**Challenge**
List each line of the records below that contains the word "water".

**Records for processing**
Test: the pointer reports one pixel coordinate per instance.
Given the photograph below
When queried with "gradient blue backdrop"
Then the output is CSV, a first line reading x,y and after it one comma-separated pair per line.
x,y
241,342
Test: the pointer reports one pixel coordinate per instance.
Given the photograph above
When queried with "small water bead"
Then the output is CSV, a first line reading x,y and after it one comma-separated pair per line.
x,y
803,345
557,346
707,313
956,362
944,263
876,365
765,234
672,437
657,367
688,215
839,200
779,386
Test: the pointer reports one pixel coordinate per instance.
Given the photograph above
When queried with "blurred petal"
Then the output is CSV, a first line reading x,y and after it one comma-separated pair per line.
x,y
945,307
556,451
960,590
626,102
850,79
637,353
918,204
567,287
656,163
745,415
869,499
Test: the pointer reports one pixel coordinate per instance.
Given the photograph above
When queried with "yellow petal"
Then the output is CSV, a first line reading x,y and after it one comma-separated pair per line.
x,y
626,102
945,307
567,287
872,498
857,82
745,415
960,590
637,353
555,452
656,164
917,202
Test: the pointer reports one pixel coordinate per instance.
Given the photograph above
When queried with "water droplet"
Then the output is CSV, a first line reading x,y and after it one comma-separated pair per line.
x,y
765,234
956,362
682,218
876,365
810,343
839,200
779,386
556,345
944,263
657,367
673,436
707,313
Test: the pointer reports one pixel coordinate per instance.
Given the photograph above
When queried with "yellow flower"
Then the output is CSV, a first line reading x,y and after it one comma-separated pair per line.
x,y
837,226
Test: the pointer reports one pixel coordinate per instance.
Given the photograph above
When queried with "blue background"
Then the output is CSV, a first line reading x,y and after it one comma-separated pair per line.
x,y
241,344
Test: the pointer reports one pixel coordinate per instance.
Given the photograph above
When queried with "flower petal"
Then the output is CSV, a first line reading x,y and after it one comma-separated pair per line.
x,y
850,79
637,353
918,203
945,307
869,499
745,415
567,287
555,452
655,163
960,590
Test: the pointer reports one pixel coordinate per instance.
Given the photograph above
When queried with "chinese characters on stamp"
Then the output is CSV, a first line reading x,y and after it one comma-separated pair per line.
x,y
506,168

**Solution to this task**
When queried with "small water bead"
When queried with "water droplet"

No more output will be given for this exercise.